=== Task brief ===
From top to bottom, return the listing exactly as it appears, omitting its images.
[Record extracts]
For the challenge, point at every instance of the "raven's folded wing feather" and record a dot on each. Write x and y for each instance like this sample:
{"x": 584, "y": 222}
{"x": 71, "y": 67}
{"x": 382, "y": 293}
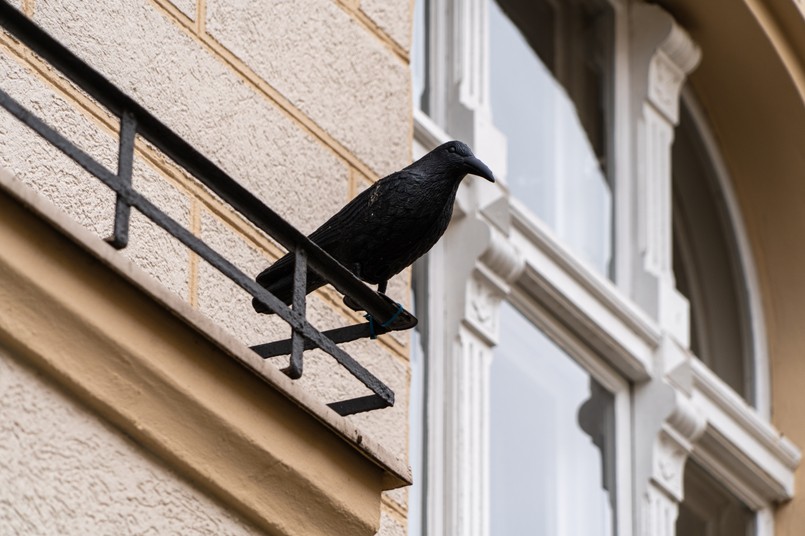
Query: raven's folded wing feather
{"x": 332, "y": 236}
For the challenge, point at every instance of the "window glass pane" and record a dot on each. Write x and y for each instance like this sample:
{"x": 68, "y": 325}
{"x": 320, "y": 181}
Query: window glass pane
{"x": 553, "y": 109}
{"x": 707, "y": 267}
{"x": 709, "y": 509}
{"x": 417, "y": 409}
{"x": 552, "y": 439}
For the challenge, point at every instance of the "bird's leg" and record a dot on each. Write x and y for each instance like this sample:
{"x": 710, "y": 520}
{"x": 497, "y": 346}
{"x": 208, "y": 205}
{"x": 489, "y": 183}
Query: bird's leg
{"x": 352, "y": 304}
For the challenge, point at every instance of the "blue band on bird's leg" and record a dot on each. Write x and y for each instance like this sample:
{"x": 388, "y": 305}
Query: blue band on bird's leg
{"x": 371, "y": 319}
{"x": 387, "y": 323}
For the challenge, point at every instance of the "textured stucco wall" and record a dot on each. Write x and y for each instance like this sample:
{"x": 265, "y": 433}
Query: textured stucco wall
{"x": 305, "y": 103}
{"x": 66, "y": 472}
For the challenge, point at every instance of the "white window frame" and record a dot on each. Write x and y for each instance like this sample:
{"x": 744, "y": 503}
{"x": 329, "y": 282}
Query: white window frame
{"x": 633, "y": 332}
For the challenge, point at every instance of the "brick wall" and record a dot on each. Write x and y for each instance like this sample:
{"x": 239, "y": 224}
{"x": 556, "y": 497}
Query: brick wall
{"x": 304, "y": 102}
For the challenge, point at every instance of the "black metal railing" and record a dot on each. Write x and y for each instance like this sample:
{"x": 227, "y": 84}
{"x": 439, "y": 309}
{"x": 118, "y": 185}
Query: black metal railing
{"x": 134, "y": 119}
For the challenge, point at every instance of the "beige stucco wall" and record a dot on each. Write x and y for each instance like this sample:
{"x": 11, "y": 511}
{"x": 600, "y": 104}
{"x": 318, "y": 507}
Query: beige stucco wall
{"x": 305, "y": 103}
{"x": 751, "y": 85}
{"x": 64, "y": 471}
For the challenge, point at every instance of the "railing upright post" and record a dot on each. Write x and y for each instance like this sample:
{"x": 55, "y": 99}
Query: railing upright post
{"x": 125, "y": 163}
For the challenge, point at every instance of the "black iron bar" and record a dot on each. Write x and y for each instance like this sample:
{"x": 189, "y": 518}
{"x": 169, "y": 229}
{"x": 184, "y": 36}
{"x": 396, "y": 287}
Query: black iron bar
{"x": 358, "y": 405}
{"x": 208, "y": 173}
{"x": 135, "y": 119}
{"x": 125, "y": 162}
{"x": 294, "y": 369}
{"x": 337, "y": 335}
{"x": 136, "y": 200}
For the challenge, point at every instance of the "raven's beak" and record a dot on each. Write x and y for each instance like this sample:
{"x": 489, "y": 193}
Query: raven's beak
{"x": 476, "y": 167}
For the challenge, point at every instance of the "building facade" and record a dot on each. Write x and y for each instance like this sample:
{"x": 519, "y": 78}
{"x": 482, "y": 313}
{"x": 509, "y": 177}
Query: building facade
{"x": 610, "y": 355}
{"x": 609, "y": 337}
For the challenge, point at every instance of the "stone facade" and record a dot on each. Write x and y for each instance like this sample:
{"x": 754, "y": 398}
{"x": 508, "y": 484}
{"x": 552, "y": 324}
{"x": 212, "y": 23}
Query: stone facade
{"x": 302, "y": 103}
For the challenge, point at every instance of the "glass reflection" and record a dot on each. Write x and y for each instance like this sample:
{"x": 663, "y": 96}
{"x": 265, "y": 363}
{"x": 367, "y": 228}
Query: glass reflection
{"x": 552, "y": 439}
{"x": 549, "y": 92}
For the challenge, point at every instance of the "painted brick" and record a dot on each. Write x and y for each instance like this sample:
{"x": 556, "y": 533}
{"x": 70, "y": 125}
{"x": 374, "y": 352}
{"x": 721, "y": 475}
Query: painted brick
{"x": 184, "y": 85}
{"x": 44, "y": 168}
{"x": 150, "y": 247}
{"x": 393, "y": 17}
{"x": 327, "y": 65}
{"x": 64, "y": 471}
{"x": 230, "y": 307}
{"x": 221, "y": 299}
{"x": 83, "y": 197}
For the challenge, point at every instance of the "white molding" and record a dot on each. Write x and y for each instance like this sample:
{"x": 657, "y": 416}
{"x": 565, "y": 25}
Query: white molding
{"x": 587, "y": 303}
{"x": 747, "y": 454}
{"x": 761, "y": 374}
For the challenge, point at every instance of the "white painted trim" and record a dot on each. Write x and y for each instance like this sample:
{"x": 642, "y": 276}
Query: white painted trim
{"x": 742, "y": 449}
{"x": 583, "y": 299}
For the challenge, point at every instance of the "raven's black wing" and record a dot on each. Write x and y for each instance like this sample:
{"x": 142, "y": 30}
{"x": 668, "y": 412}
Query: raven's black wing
{"x": 335, "y": 236}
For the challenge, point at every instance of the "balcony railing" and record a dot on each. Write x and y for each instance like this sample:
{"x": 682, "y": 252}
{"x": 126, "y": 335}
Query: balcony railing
{"x": 134, "y": 120}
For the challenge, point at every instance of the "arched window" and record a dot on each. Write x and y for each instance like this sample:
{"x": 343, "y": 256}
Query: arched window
{"x": 709, "y": 267}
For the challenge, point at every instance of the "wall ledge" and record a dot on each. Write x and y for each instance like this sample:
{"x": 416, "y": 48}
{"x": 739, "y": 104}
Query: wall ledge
{"x": 176, "y": 383}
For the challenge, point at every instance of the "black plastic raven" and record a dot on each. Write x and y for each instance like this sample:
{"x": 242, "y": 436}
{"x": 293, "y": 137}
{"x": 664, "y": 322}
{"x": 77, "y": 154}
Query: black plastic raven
{"x": 387, "y": 226}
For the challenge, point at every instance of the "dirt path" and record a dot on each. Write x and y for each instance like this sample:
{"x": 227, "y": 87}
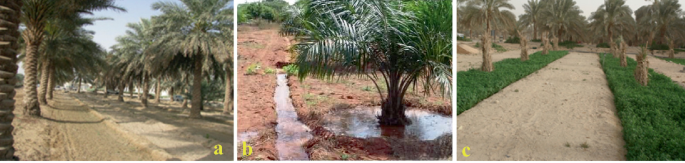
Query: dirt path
{"x": 670, "y": 69}
{"x": 167, "y": 127}
{"x": 74, "y": 134}
{"x": 567, "y": 102}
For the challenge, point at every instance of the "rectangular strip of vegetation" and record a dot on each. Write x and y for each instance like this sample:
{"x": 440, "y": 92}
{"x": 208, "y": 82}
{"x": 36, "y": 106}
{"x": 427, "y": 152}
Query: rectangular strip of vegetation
{"x": 653, "y": 117}
{"x": 474, "y": 85}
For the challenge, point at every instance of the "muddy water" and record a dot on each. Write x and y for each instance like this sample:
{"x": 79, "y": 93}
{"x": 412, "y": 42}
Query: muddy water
{"x": 292, "y": 134}
{"x": 361, "y": 122}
[/Record extracts]
=== Result for this exercise ===
For the challenge, point at every instance of the "raven's folded wing feather" and record a dot on each. Write x and y for each instance like this sample:
{"x": 584, "y": 222}
{"x": 71, "y": 67}
{"x": 382, "y": 293}
Query: raven's folded wing feather
{"x": 332, "y": 236}
For the challenge, point at every instance of the "window glass pane" and record a dot on each. Write x and y for each instance like this sample:
{"x": 68, "y": 325}
{"x": 320, "y": 181}
Query: window glass pane
{"x": 553, "y": 109}
{"x": 707, "y": 267}
{"x": 709, "y": 509}
{"x": 417, "y": 409}
{"x": 552, "y": 439}
For the challenge, point at every instance of the "bird's leg" and record a dot on each. Write x and y for each instance like this sample:
{"x": 710, "y": 520}
{"x": 497, "y": 346}
{"x": 208, "y": 205}
{"x": 489, "y": 183}
Query: bird's leg
{"x": 352, "y": 304}
For the challenge, point at every instance of the "blue band on bird's leg" and record a dot on each. Write x and y for each instance like this sample:
{"x": 388, "y": 305}
Query: blue band on bird's leg
{"x": 371, "y": 319}
{"x": 387, "y": 323}
For the challenge, point at every instance of the "textured stucco wall" and record a dot on each. Write x and y for each instance like this sample:
{"x": 265, "y": 433}
Query: textured stucco wall
{"x": 305, "y": 103}
{"x": 66, "y": 472}
For the challenge, point at every instance of the "white window frame" and record a dot on each. Write x and y for each instance like this sample:
{"x": 744, "y": 503}
{"x": 329, "y": 282}
Query: white window frame
{"x": 633, "y": 332}
For the challenge, point at every instance of the "brick wall" and record a dot on each. Write x and y for each instance like this sample:
{"x": 239, "y": 224}
{"x": 556, "y": 497}
Query: brick wall
{"x": 304, "y": 102}
For the challenge, point at every instance of the "black metal railing" and record a dot on each. Write x and y for each instance like this sample:
{"x": 227, "y": 84}
{"x": 439, "y": 309}
{"x": 118, "y": 185}
Query: black metal railing
{"x": 134, "y": 119}
For the challenge, point at every instance of the "beige stucco wall" and record a dot on each. Write x and y for each instance like this sample:
{"x": 11, "y": 511}
{"x": 600, "y": 104}
{"x": 318, "y": 507}
Query: beige stucco wall
{"x": 305, "y": 103}
{"x": 751, "y": 85}
{"x": 64, "y": 471}
For the challenge, point at every instance of the "railing upright post" and record a dot on each. Write x and y for each instance like this sample:
{"x": 55, "y": 99}
Query: railing upright post
{"x": 125, "y": 163}
For the challenge, point at every instance of the "black iron bar" and record a dot on each. Write x and y for each instance like this sample:
{"x": 189, "y": 518}
{"x": 169, "y": 229}
{"x": 184, "y": 36}
{"x": 396, "y": 287}
Query: black iron bar
{"x": 358, "y": 405}
{"x": 208, "y": 173}
{"x": 135, "y": 119}
{"x": 125, "y": 162}
{"x": 294, "y": 369}
{"x": 337, "y": 335}
{"x": 136, "y": 200}
For the challenge, point at every instance of the "raven's beak" and record a dot on each. Write x and y for each instance like this sample:
{"x": 489, "y": 193}
Query: raven's beak
{"x": 476, "y": 167}
For the challenge, point at every instance of the "building facade" and record a dot on each. Write x and y for each instance like this sample:
{"x": 519, "y": 78}
{"x": 482, "y": 313}
{"x": 509, "y": 177}
Query: building facade
{"x": 610, "y": 355}
{"x": 609, "y": 337}
For the challenge, point at every instance of the "stone facade" and record a dot on each. Write x and y for each instance like this sample:
{"x": 754, "y": 398}
{"x": 508, "y": 484}
{"x": 552, "y": 324}
{"x": 212, "y": 23}
Query: stone facade
{"x": 302, "y": 103}
For the challenge, point at every instance of the "glass reflection" and record a dot on each. Write x and y for each instance like this sample:
{"x": 663, "y": 96}
{"x": 265, "y": 363}
{"x": 367, "y": 228}
Query: glass reflection
{"x": 552, "y": 439}
{"x": 549, "y": 92}
For the challenge, point at every instance of the "painted brick" and record a dot on each. Write x and y for each instance like this sample:
{"x": 556, "y": 533}
{"x": 70, "y": 125}
{"x": 374, "y": 352}
{"x": 721, "y": 475}
Query: painted brick
{"x": 184, "y": 85}
{"x": 44, "y": 168}
{"x": 150, "y": 247}
{"x": 393, "y": 17}
{"x": 327, "y": 65}
{"x": 64, "y": 471}
{"x": 230, "y": 307}
{"x": 221, "y": 299}
{"x": 83, "y": 197}
For the challenge, point at every instance of the "white molding" and record a dot on each. Write x and y for each instance like this sample:
{"x": 657, "y": 416}
{"x": 565, "y": 25}
Query: white molding
{"x": 587, "y": 303}
{"x": 747, "y": 454}
{"x": 761, "y": 374}
For the challenge, point at every instance of the "white painted trim" and record a dot on each. Write x and y for each instance like this sample:
{"x": 642, "y": 276}
Query: white painted trim
{"x": 742, "y": 449}
{"x": 583, "y": 299}
For the challenge, point at every instance of the "raven's black wing" and record a dot on each. Write x and y for each instance like this sample:
{"x": 142, "y": 30}
{"x": 668, "y": 412}
Query: raven's black wing
{"x": 335, "y": 236}
For the challenge, point at every instance of the "balcony railing" and record a dot on each. Write x and y for each instance like this sample:
{"x": 682, "y": 252}
{"x": 126, "y": 335}
Query: balcony railing
{"x": 134, "y": 120}
For the challenge, point at every instance of the "arched window" and record a dot on each. Write x and y for each instance like this sample:
{"x": 343, "y": 256}
Query: arched window
{"x": 709, "y": 267}
For the challenge, point at every instance of the "wall ledge" and record a dot on each. Write x and y for each instance like this sample:
{"x": 416, "y": 48}
{"x": 739, "y": 104}
Query: wall ledge
{"x": 176, "y": 383}
For the challenge, point at every instance of the "black plastic raven" and record a dot on each. Write x and y for each instance like this sample:
{"x": 242, "y": 436}
{"x": 293, "y": 137}
{"x": 664, "y": 322}
{"x": 77, "y": 154}
Query: black plastic raven
{"x": 387, "y": 226}
For the challenge, point at every instance of the "dirt path" and record a dot on each. Write x and y for each instance like this sample:
{"x": 227, "y": 87}
Query: dirt path
{"x": 670, "y": 69}
{"x": 167, "y": 127}
{"x": 74, "y": 134}
{"x": 567, "y": 102}
For the challenge, point at every instance of the "rectangular strip of vegetation" and record a dot on each. Write x and y for each instance like this sample:
{"x": 440, "y": 92}
{"x": 208, "y": 82}
{"x": 36, "y": 106}
{"x": 427, "y": 152}
Query: rectangular strip of vegetation
{"x": 653, "y": 117}
{"x": 474, "y": 85}
For the challenge, point at every instance of the "muddy water" and record a dot on each. Write x and y for each instance like this sample:
{"x": 79, "y": 93}
{"x": 412, "y": 42}
Query: muddy water
{"x": 292, "y": 134}
{"x": 361, "y": 122}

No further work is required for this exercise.